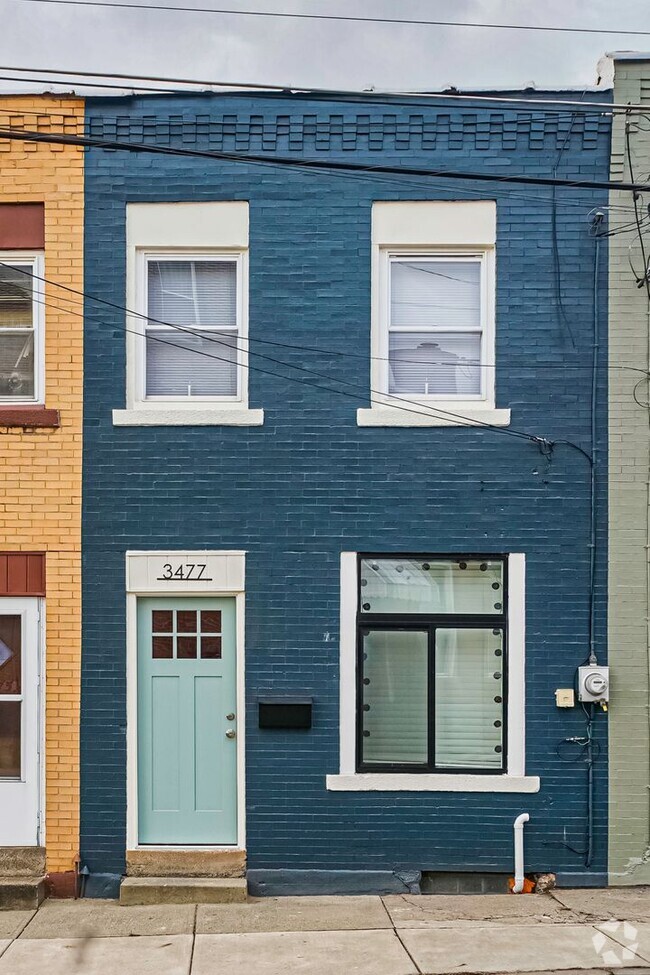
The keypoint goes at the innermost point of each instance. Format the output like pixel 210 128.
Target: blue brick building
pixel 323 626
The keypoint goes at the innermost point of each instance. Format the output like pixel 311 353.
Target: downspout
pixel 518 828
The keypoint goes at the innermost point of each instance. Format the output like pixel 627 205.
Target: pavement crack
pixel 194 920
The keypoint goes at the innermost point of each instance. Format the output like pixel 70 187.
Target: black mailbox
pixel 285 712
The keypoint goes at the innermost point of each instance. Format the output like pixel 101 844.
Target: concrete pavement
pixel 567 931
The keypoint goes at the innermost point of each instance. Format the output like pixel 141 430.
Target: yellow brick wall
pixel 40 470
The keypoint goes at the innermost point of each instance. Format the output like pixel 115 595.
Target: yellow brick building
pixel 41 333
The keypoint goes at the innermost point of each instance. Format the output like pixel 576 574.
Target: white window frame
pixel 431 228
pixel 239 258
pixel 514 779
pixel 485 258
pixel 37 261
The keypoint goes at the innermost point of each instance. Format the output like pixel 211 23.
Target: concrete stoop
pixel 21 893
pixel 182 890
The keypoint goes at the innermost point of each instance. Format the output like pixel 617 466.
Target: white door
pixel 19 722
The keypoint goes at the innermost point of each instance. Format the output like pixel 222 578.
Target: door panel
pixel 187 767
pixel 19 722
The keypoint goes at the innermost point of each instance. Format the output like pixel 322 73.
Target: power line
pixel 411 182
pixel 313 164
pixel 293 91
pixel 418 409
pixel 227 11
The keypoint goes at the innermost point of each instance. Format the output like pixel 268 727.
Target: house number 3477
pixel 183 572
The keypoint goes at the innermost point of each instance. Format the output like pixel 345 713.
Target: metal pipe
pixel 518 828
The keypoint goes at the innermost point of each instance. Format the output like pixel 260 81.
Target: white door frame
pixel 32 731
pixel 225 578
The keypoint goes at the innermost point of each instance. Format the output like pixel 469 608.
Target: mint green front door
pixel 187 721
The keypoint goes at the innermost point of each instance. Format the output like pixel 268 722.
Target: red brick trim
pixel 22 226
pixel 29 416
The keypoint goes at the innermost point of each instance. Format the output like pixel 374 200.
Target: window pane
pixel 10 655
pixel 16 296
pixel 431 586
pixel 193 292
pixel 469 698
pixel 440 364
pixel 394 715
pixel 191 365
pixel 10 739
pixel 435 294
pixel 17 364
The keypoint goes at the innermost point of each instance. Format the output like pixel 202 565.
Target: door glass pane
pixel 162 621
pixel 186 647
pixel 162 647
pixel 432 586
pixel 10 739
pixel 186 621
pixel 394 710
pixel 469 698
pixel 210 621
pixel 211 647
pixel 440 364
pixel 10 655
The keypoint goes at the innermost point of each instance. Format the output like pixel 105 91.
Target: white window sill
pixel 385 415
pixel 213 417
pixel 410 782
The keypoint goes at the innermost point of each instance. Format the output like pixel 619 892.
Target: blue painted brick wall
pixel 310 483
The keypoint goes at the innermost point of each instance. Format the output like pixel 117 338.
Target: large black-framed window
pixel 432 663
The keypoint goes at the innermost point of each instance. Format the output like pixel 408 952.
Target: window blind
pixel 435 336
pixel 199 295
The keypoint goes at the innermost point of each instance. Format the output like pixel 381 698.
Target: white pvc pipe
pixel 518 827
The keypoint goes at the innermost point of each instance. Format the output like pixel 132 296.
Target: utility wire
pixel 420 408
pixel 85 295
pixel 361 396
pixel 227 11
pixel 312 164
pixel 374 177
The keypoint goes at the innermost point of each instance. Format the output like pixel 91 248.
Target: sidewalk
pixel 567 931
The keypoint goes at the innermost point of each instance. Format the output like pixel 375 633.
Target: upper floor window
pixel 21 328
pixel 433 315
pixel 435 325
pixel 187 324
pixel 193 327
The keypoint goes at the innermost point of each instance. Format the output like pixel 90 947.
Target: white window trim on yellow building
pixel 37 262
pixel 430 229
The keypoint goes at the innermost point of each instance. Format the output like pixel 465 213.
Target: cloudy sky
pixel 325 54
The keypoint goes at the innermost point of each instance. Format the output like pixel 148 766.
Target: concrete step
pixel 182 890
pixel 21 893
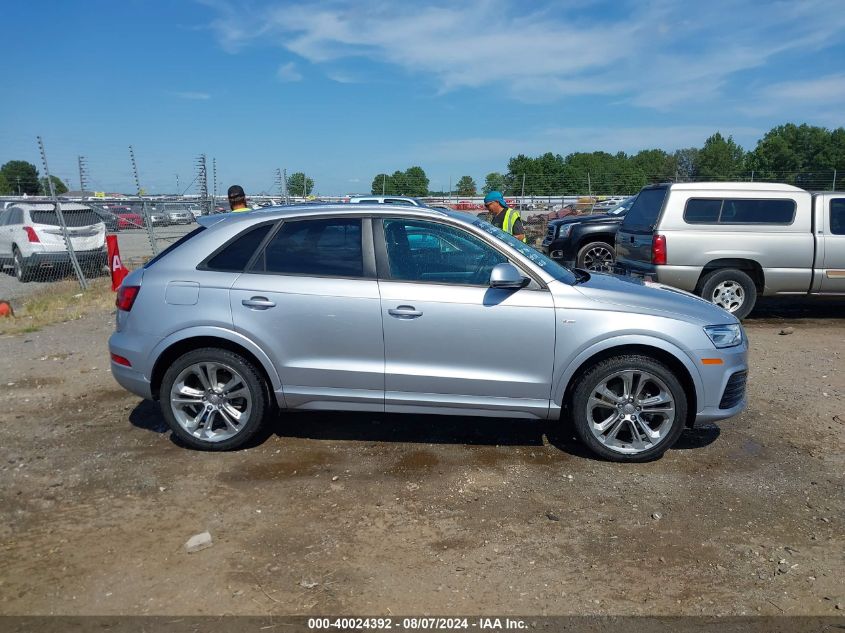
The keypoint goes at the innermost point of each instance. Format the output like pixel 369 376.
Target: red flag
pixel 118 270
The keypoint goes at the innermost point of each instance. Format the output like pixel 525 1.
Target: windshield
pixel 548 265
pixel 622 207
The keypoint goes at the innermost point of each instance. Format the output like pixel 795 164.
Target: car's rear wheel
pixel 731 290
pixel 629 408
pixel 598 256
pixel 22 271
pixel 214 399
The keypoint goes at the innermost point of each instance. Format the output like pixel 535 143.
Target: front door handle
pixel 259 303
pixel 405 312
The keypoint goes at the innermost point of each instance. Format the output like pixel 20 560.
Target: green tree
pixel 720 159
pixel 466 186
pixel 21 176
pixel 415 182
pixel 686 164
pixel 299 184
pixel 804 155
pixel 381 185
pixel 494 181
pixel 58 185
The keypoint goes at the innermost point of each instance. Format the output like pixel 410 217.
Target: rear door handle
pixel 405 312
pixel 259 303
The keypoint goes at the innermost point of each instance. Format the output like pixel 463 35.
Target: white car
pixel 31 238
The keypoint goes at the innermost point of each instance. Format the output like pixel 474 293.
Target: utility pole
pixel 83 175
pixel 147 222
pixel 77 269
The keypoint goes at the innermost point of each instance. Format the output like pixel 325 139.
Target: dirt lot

□ □ □ □ □

_GIVEN INSTRUCTION_. Format the lines of the entries above as a Markdown table with two columns, "No." and "Text", where "No." numbers each row and "Text" holds the line. Omit blank lines and leave the pictures out.

_WORKED SOLUTION_.
| No. | Text |
|---|---|
| 1 | The keypoint goes at the innermost point of each instance. Format the output like pixel 210 128. |
| 2 | Target: blue brick building |
| 3 | pixel 323 626 |
| 4 | The keypoint goes at the innermost point of each instance. Format the output like pixel 311 353. |
| 5 | Target: downspout |
| 6 | pixel 518 828 |
| 7 | The keypoint goes at the innermost point of each instance. Format the output like pixel 627 205. |
| 8 | Target: pavement crack |
| 9 | pixel 194 920 |
| 10 | The keypoint goes at the innermost point of each instance. Format the output like pixel 70 187. |
| 11 | Target: black mailbox |
| 12 | pixel 285 712 |
| 13 | The keypoint goes at the innermost point of each instance. Format the output like pixel 101 844. |
| 14 | Target: concrete pavement |
| 15 | pixel 567 931 |
| 16 | The keypoint goes at the innermost point of each instance. Format the output like pixel 141 430. |
| 17 | Target: yellow brick wall |
| 18 | pixel 40 470 |
| 19 | The keypoint goes at the innermost point of each instance. Format the output like pixel 115 595. |
| 20 | Target: yellow brick building |
| 21 | pixel 41 333 |
| 22 | The keypoint goes at the innermost point of each instance. Format the output like pixel 576 574. |
| 23 | Target: white window frame |
| 24 | pixel 431 228 |
| 25 | pixel 239 258 |
| 26 | pixel 514 779 |
| 27 | pixel 485 258 |
| 28 | pixel 37 261 |
| 29 | The keypoint goes at the innermost point of each instance. Format the output like pixel 211 23. |
| 30 | Target: concrete stoop |
| 31 | pixel 21 893 |
| 32 | pixel 182 890 |
| 33 | The keypoint goes at the innermost point of each instance. Format the output like pixel 617 466. |
| 34 | Target: white door |
| 35 | pixel 19 722 |
| 36 | The keypoint goes at the innermost point of each instance. Format the output like pixel 222 578. |
| 37 | Target: door panel |
| 38 | pixel 187 767 |
| 39 | pixel 19 722 |
| 40 | The keypoint goes at the innermost point of each instance. Format the output like pixel 322 73. |
| 41 | Target: power line |
| 42 | pixel 411 182 |
| 43 | pixel 313 164 |
| 44 | pixel 293 91 |
| 45 | pixel 418 409 |
| 46 | pixel 227 11 |
| 47 | The keypoint goes at the innermost point of each instance. Format the output like pixel 268 727. |
| 48 | Target: house number 3477 |
| 49 | pixel 183 572 |
| 50 | The keypoint goes at the innermost point of each instance. Format the output like pixel 345 713. |
| 51 | Target: metal pipe |
| 52 | pixel 518 828 |
| 53 | The keypoint goes at the innermost point of each instance. Format the output like pixel 260 81. |
| 54 | Target: white door frame |
| 55 | pixel 32 731 |
| 56 | pixel 225 578 |
| 57 | The keypoint goes at the innermost point of each instance. Format the output like pixel 469 608. |
| 58 | Target: mint green front door |
| 59 | pixel 187 721 |
| 60 | The keypoint goes at the innermost point of each instance. Format the output like pixel 268 722. |
| 61 | Target: red brick trim |
| 62 | pixel 22 226 |
| 63 | pixel 29 416 |
| 64 | The keypoint goes at the innermost point of each instance. Format the output like pixel 374 200. |
| 65 | Target: window pane |
| 66 | pixel 10 655 |
| 67 | pixel 16 296 |
| 68 | pixel 431 586 |
| 69 | pixel 193 292 |
| 70 | pixel 469 698 |
| 71 | pixel 440 364 |
| 72 | pixel 394 715 |
| 73 | pixel 191 365 |
| 74 | pixel 10 739 |
| 75 | pixel 435 294 |
| 76 | pixel 17 364 |
| 77 | The keypoint goes at the innermost point of each instance. Format the output like pixel 202 565. |
| 78 | Target: door glass pane |
| 79 | pixel 162 621 |
| 80 | pixel 186 647 |
| 81 | pixel 162 647 |
| 82 | pixel 432 586 |
| 83 | pixel 10 739 |
| 84 | pixel 186 621 |
| 85 | pixel 394 710 |
| 86 | pixel 469 698 |
| 87 | pixel 210 621 |
| 88 | pixel 211 647 |
| 89 | pixel 440 364 |
| 90 | pixel 10 655 |
| 91 | The keypoint goes at the innermost point of each instance. Format the output like pixel 105 91. |
| 92 | Target: white window sill |
| 93 | pixel 385 415 |
| 94 | pixel 213 417 |
| 95 | pixel 410 782 |
| 96 | The keypoint goes at the innermost point of each instance. Format the output like pixel 619 892. |
| 97 | Target: blue painted brick wall |
| 98 | pixel 310 483 |
| 99 | The keypoint goes at the innermost point of each instance. Format the output like pixel 117 338. |
| 100 | Target: large black-framed window |
| 101 | pixel 432 663 |
| 102 | The keypoint goes at the innermost point of each instance. Format the output like pixel 408 952. |
| 103 | Target: window blind |
| 104 | pixel 435 336 |
| 105 | pixel 199 295 |
| 106 | The keypoint goes at the innermost point of each instance. Format the output like pixel 381 698. |
| 107 | Target: white pvc pipe |
| 108 | pixel 518 827 |
| 109 | The keypoint goes at the innermost point of each instance. Format the output like pixel 132 296. |
| 110 | Target: utility wire |
| 111 | pixel 420 408 |
| 112 | pixel 85 295 |
| 113 | pixel 361 396 |
| 114 | pixel 227 11 |
| 115 | pixel 312 164 |
| 116 | pixel 374 177 |
| 117 | The keypoint goes at the innermost point of each instance. Format the output like pixel 91 248. |
| 118 | Target: sidewalk |
| 119 | pixel 567 931 |
| 120 | The keypoint goes at the innermost point of each instance. Format the output like pixel 375 633. |
| 121 | Target: upper floor window |
| 122 | pixel 21 328 |
| 123 | pixel 433 315 |
| 124 | pixel 435 325 |
| 125 | pixel 187 324 |
| 126 | pixel 193 327 |
| 127 | The keypoint goes at the innermost point of each instance. Format the output like pixel 90 947. |
| 128 | Target: white window trim on yellow building |
| 129 | pixel 37 262 |
| 130 | pixel 430 229 |
| 131 | The keypoint goes at the innermost point of each instance. Format the output like pixel 465 213. |
| 132 | Target: cloudy sky |
| 133 | pixel 325 54 |
| 134 | The keypoint goes at the innermost point of each instance. Format the output like pixel 148 766. |
| 135 | Target: concrete step |
| 136 | pixel 182 890 |
| 137 | pixel 21 893 |
| 138 | The keypoint goes at the innermost point of each instance. Format the output like pixel 369 376. |
| 139 | Target: red flag |
| 140 | pixel 118 270 |
| 141 | The keypoint goes at the innermost point of each instance. Format the output like pixel 525 1. |
| 142 | Target: windshield |
| 143 | pixel 548 265 |
| 144 | pixel 622 207 |
| 145 | The keypoint goes at the innermost point of each instance. Format the output like pixel 795 164. |
| 146 | Target: car's rear wheel |
| 147 | pixel 731 290 |
| 148 | pixel 629 408 |
| 149 | pixel 598 256 |
| 150 | pixel 22 271 |
| 151 | pixel 214 399 |
| 152 | The keypoint goes at the innermost point of each instance. Format the output like pixel 535 143. |
| 153 | Target: front door handle |
| 154 | pixel 259 303 |
| 155 | pixel 405 312 |
| 156 | The keypoint goes at the innermost point of each instance. Format the output like pixel 20 560. |
| 157 | Target: green tree |
| 158 | pixel 720 159 |
| 159 | pixel 466 186 |
| 160 | pixel 21 176 |
| 161 | pixel 415 182 |
| 162 | pixel 686 164 |
| 163 | pixel 299 184 |
| 164 | pixel 804 155 |
| 165 | pixel 381 185 |
| 166 | pixel 494 181 |
| 167 | pixel 58 185 |
| 168 | The keypoint goes at the innermost point of each instance. Format the output like pixel 410 217. |
| 169 | Target: rear door handle |
| 170 | pixel 405 312 |
| 171 | pixel 259 303 |
| 172 | The keypoint goes at the innermost point of each instance. Format the output like pixel 463 35. |
| 173 | Target: white car |
| 174 | pixel 31 238 |
| 175 | The keypoint goes at the innermost point of each instance. Format the output like pixel 474 293. |
| 176 | Target: utility pole |
| 177 | pixel 83 175 |
| 178 | pixel 147 222 |
| 179 | pixel 77 269 |
| 180 | The keypoint goes at the innermost point of each instance. Format the output like pixel 325 139. |
| 181 | Target: dirt lot |